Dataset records
........

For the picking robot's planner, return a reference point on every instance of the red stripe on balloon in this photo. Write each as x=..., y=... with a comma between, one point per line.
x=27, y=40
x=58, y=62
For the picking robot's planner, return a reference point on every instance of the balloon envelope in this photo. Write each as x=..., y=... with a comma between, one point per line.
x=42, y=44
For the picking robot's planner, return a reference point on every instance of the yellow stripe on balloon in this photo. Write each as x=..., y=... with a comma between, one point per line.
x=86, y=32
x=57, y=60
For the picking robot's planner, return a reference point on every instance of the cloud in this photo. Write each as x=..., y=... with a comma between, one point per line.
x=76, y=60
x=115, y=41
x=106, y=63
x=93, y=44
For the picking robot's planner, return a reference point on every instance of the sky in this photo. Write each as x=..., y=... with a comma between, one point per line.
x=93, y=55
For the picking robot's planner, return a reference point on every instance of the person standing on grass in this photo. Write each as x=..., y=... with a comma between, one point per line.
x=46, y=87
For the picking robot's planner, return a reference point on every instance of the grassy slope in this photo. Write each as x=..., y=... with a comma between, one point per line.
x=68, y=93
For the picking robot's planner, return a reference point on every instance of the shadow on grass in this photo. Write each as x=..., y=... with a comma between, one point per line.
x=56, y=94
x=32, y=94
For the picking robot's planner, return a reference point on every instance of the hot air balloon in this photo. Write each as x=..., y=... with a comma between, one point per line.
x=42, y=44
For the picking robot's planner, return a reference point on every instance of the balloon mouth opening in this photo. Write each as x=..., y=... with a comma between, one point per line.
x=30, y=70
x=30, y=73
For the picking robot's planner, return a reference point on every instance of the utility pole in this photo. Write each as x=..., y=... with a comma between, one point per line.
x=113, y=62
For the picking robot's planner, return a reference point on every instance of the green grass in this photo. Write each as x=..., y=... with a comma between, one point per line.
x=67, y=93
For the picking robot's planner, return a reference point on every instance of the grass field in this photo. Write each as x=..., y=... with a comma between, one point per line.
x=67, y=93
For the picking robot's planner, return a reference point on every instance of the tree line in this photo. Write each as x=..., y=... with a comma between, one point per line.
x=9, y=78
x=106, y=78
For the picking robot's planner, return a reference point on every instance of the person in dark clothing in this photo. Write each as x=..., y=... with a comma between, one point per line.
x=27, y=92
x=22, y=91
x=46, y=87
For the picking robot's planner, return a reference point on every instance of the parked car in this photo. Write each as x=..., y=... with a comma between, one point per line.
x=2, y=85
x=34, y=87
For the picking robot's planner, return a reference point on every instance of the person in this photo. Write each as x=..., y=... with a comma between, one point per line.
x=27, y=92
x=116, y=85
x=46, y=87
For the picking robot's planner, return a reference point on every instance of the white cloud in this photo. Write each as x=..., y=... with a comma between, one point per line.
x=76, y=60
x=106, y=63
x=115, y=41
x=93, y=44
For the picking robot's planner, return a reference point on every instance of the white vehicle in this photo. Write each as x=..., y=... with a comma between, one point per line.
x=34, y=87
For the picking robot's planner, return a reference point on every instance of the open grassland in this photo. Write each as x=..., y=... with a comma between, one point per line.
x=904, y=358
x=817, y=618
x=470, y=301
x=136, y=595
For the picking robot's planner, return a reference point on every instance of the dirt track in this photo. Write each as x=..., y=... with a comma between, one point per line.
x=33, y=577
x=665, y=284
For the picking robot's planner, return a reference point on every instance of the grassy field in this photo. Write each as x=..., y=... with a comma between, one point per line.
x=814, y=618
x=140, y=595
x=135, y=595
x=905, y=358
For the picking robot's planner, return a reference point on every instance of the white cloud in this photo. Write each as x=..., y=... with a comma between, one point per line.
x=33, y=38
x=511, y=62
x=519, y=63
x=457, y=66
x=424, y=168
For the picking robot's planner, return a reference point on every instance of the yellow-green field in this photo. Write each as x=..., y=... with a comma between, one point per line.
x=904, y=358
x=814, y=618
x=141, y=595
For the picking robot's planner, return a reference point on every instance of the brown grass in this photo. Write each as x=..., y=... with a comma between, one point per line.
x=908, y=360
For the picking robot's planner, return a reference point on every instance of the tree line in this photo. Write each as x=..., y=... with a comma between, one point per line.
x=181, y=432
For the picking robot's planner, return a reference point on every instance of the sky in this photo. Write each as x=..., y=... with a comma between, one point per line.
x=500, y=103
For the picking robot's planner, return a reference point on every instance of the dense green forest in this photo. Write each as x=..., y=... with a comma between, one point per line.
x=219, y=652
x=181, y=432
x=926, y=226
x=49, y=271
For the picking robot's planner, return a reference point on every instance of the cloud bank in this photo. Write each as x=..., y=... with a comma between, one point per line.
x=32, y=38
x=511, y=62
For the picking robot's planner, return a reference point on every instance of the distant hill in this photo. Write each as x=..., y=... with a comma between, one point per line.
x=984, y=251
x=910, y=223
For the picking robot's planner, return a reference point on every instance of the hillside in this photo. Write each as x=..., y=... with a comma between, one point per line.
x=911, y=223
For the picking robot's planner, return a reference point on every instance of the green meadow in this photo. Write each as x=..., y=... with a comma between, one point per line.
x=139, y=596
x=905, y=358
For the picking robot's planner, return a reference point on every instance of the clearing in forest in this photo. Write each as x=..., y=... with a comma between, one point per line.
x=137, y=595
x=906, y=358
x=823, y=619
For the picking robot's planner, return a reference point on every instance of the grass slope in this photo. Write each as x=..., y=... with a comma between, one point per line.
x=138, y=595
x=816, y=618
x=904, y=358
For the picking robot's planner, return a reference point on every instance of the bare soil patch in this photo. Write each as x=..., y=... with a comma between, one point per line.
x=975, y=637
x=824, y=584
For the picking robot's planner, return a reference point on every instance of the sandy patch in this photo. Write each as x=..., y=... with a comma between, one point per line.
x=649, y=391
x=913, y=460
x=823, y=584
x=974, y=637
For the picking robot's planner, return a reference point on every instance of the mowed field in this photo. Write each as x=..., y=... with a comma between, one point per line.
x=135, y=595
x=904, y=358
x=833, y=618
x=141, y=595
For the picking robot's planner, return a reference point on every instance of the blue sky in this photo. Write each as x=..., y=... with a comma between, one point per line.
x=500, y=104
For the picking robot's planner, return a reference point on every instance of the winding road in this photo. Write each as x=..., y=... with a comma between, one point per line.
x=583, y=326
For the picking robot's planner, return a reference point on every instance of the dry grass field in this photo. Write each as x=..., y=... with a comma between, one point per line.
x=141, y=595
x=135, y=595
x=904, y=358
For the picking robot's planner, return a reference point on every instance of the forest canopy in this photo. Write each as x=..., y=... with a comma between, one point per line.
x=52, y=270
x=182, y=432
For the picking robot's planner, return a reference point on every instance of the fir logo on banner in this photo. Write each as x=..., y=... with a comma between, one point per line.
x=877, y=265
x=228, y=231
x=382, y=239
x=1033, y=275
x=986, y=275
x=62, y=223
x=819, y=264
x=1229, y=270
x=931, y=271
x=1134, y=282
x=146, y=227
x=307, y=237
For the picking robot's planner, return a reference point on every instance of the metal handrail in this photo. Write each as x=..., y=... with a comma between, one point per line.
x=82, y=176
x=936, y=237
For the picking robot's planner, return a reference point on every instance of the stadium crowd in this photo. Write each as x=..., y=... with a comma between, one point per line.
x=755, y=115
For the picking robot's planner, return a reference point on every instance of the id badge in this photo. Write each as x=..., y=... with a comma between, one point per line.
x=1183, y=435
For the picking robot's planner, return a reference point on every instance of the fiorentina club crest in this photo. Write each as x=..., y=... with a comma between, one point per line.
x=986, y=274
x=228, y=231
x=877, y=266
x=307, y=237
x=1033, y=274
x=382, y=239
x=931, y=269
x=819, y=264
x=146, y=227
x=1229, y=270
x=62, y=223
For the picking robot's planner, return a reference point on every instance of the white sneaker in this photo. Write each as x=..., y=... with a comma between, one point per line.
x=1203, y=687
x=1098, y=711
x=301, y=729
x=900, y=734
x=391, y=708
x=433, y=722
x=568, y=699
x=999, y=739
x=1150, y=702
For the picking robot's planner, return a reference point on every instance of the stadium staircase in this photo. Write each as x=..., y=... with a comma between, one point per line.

........

**TASK GOAL**
Repeat the lines above verbatim, starting with the line containing "the fir logo" and ending with the line containing "x=755, y=115", both included.

**CORRECT ANSWER**
For the picking robot's planner, return a reference point on every instance of the fir logo on banner in this photo. Write each as x=..., y=... with a comma between, one point per line.
x=877, y=265
x=228, y=231
x=382, y=239
x=1033, y=275
x=986, y=275
x=62, y=223
x=819, y=264
x=1229, y=270
x=931, y=271
x=1134, y=282
x=146, y=227
x=307, y=237
For the picking robot's planner, return a reference point on every instance of the metal handrail in this photo. Write each as x=..., y=... with a comma between, one point per line.
x=82, y=176
x=936, y=237
For the picking robot's planner, return a reference point on every instance of the stadium crowd in this photo. Write each as x=..., y=... with a comma between, one point per line.
x=755, y=115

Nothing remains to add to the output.